EXERCISE DIRECTIONS →
Copy the lines below verbatim, but only from the line containing "the rocky outcrop" through the end of the data.

DATASET EXCERPTS →
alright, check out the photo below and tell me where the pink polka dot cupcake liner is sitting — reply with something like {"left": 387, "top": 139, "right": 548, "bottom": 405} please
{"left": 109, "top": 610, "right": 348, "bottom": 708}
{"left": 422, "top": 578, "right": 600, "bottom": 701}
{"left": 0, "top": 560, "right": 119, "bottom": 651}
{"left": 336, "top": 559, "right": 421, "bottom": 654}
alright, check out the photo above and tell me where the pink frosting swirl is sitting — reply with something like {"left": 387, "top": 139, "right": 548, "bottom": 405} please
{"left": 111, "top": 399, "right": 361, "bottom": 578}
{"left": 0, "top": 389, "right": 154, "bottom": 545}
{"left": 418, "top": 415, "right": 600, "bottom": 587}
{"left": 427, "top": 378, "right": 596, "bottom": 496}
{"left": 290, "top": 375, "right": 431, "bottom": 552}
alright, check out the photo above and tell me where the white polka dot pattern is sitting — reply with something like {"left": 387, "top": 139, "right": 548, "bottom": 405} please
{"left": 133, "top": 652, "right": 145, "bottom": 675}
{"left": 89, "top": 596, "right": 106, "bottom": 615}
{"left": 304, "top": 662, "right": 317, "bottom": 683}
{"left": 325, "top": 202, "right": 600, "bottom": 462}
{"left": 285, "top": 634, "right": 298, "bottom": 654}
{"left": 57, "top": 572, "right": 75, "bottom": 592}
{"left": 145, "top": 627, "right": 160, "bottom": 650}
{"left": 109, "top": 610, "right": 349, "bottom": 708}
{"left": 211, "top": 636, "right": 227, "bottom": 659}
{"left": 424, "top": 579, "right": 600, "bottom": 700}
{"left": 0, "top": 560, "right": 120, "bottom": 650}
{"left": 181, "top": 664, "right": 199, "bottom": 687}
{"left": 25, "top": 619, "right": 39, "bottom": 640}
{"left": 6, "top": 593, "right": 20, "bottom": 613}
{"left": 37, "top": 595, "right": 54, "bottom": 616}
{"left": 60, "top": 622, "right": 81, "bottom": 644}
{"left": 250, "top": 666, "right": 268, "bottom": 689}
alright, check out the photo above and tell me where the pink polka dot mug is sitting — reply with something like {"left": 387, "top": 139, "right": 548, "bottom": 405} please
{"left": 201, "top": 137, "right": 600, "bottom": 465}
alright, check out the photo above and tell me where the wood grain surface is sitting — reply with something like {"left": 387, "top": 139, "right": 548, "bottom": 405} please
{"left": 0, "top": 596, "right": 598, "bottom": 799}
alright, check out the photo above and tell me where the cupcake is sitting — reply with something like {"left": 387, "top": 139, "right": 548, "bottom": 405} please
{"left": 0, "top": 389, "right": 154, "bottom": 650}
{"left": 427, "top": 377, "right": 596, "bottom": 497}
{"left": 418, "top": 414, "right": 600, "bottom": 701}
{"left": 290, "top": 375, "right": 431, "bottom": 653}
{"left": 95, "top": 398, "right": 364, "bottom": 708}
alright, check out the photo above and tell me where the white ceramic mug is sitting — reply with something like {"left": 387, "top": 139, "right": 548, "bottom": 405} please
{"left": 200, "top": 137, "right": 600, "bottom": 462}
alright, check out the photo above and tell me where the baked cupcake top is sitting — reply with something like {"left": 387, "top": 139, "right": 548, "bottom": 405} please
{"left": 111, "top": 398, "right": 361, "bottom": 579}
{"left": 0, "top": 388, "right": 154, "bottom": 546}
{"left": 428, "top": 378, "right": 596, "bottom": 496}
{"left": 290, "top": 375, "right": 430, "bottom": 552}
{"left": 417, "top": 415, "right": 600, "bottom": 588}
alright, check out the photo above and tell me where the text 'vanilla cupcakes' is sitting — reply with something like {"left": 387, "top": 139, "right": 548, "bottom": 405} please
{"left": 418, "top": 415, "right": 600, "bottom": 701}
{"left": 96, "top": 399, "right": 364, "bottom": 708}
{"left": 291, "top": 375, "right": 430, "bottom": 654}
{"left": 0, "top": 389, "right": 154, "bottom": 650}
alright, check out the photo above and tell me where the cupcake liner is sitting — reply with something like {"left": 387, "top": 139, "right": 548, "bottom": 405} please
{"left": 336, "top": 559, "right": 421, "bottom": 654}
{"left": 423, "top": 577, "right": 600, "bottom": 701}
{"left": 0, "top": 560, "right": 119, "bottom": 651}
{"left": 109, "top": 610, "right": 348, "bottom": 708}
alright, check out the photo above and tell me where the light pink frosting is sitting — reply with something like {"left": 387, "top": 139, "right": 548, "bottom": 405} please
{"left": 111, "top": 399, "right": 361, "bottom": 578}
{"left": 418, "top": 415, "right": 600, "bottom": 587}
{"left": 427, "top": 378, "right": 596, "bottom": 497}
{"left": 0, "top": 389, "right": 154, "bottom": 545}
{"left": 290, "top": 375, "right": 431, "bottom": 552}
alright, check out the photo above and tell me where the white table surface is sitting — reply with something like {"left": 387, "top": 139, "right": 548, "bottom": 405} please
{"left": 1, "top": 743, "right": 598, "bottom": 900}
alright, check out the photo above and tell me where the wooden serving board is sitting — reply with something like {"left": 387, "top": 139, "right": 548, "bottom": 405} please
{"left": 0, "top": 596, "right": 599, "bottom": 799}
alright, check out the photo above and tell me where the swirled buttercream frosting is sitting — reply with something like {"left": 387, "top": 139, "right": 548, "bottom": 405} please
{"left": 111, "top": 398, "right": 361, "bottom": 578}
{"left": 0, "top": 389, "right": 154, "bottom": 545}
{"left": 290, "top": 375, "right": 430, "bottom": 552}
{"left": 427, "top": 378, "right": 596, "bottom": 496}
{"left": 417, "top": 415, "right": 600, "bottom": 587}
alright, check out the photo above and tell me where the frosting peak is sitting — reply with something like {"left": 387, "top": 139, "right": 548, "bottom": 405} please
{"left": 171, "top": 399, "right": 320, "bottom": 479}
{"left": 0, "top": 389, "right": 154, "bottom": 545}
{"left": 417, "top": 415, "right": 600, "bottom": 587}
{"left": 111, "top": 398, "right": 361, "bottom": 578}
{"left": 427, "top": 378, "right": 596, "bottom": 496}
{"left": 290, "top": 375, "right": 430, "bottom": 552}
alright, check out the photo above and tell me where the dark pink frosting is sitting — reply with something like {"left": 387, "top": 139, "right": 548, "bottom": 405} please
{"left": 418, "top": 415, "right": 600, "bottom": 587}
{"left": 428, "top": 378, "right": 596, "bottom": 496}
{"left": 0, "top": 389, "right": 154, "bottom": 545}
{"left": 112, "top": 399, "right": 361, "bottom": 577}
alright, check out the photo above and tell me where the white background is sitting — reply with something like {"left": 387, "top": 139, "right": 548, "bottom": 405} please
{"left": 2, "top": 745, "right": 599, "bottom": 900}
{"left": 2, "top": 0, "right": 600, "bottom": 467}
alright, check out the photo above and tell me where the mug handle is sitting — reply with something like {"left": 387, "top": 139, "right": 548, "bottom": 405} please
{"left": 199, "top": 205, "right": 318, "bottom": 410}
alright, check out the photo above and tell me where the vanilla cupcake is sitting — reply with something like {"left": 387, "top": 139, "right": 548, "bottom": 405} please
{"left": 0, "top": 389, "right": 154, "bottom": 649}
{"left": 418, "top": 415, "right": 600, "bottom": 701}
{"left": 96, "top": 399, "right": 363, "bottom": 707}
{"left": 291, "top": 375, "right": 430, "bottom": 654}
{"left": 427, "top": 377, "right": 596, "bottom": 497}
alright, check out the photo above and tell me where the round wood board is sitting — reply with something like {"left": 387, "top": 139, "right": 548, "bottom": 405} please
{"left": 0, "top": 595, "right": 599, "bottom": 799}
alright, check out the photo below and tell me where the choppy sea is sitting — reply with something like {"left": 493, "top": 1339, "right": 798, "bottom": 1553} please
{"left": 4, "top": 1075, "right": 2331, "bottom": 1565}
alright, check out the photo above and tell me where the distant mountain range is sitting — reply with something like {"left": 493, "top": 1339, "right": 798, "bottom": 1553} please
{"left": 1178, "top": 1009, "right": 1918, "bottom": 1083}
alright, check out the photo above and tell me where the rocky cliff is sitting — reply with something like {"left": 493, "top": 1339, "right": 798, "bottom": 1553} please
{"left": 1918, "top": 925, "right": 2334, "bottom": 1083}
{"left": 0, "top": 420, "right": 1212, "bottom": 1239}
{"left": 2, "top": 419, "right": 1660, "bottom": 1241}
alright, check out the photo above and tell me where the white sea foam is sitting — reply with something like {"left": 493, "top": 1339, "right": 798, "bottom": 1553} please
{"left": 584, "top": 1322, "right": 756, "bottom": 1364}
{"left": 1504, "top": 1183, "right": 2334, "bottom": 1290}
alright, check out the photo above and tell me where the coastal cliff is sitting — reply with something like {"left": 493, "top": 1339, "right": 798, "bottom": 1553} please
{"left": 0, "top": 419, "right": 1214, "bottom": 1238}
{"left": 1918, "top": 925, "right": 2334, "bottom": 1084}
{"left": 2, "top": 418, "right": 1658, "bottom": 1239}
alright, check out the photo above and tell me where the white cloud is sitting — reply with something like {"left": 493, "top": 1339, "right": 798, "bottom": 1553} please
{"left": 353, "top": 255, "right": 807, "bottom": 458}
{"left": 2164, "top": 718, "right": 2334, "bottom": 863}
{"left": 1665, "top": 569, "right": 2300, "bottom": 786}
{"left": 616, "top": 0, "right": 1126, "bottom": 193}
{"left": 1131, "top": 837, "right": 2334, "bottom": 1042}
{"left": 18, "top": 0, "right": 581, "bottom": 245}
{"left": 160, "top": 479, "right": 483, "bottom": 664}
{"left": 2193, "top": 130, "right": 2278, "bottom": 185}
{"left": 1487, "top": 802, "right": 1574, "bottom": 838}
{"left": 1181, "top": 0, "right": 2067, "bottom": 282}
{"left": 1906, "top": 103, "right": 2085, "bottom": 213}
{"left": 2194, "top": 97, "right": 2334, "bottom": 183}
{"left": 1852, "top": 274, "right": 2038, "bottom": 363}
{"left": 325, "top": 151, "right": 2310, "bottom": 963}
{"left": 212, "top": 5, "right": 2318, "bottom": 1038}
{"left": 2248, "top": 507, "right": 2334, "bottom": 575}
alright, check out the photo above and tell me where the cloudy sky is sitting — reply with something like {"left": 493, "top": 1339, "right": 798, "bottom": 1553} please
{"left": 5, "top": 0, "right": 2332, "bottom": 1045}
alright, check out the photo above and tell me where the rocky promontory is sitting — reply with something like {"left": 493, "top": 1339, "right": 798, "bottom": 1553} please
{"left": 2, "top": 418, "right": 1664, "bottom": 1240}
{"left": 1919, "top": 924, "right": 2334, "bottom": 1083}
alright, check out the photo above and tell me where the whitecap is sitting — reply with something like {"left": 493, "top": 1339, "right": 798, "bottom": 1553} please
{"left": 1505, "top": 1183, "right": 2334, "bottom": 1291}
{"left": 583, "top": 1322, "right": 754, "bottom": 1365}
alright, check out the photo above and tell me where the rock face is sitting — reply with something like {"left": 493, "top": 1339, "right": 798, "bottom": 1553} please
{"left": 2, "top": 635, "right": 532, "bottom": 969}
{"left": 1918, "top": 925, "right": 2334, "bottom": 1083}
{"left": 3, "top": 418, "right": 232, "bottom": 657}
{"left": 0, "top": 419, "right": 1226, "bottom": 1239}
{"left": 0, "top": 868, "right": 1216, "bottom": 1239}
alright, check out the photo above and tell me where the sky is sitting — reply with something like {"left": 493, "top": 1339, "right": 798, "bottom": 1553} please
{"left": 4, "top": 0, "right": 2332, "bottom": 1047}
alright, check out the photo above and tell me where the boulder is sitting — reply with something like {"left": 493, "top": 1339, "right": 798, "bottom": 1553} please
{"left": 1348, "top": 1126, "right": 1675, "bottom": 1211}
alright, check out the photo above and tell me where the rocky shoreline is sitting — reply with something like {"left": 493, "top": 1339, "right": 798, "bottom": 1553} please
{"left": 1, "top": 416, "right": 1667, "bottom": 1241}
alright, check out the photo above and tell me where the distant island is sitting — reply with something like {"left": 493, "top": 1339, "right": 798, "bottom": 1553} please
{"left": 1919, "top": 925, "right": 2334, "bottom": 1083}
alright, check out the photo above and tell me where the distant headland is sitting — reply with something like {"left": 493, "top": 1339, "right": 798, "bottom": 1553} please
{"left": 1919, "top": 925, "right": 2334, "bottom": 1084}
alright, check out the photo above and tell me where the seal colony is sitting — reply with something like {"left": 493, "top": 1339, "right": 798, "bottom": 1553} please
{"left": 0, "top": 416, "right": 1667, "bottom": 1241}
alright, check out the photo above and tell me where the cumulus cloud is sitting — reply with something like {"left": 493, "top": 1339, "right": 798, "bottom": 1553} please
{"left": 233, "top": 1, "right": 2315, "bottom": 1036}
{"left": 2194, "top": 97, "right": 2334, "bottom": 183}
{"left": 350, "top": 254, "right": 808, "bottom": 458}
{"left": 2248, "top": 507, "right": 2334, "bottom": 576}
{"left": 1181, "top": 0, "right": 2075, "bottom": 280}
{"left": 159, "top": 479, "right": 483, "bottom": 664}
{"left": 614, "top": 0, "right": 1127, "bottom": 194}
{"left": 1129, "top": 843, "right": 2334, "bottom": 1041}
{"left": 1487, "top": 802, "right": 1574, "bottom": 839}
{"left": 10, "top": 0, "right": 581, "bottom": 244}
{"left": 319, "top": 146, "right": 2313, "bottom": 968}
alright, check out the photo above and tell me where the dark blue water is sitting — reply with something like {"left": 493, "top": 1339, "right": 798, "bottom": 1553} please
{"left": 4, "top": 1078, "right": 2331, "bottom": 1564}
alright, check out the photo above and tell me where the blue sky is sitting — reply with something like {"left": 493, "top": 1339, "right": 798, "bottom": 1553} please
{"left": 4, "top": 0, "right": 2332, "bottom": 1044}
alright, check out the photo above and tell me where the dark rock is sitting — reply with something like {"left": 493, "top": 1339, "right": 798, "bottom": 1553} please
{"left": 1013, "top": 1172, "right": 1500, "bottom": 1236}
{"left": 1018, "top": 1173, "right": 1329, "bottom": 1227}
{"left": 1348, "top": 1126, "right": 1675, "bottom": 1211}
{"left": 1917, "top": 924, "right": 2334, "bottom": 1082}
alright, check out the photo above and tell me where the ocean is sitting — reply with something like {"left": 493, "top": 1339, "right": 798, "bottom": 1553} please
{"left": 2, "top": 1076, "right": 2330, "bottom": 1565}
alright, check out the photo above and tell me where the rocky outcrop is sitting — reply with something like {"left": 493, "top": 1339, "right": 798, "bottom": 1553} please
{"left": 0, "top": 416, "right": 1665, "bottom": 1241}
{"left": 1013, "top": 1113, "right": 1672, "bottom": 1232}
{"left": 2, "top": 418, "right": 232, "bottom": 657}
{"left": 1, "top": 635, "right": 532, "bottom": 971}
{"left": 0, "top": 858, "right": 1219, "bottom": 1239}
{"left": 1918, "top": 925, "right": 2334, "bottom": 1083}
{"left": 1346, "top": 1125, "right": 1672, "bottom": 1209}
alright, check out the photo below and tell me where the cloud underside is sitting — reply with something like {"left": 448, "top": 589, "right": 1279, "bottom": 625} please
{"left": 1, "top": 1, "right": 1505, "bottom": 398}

YOUR RESPONSE →
alright, check out the photo above and tell me where the rocky outcrop is sitting — reply with something like {"left": 493, "top": 1339, "right": 798, "bottom": 1553} please
{"left": 0, "top": 416, "right": 1665, "bottom": 1241}
{"left": 1013, "top": 1113, "right": 1672, "bottom": 1232}
{"left": 2, "top": 418, "right": 232, "bottom": 657}
{"left": 1, "top": 635, "right": 532, "bottom": 971}
{"left": 0, "top": 858, "right": 1219, "bottom": 1239}
{"left": 1918, "top": 925, "right": 2334, "bottom": 1083}
{"left": 1346, "top": 1125, "right": 1672, "bottom": 1209}
alright, check out the photo below and tell me where the cloud underside is sitting — reply with something like {"left": 448, "top": 589, "right": 1279, "bottom": 625} please
{"left": 1, "top": 1, "right": 1505, "bottom": 398}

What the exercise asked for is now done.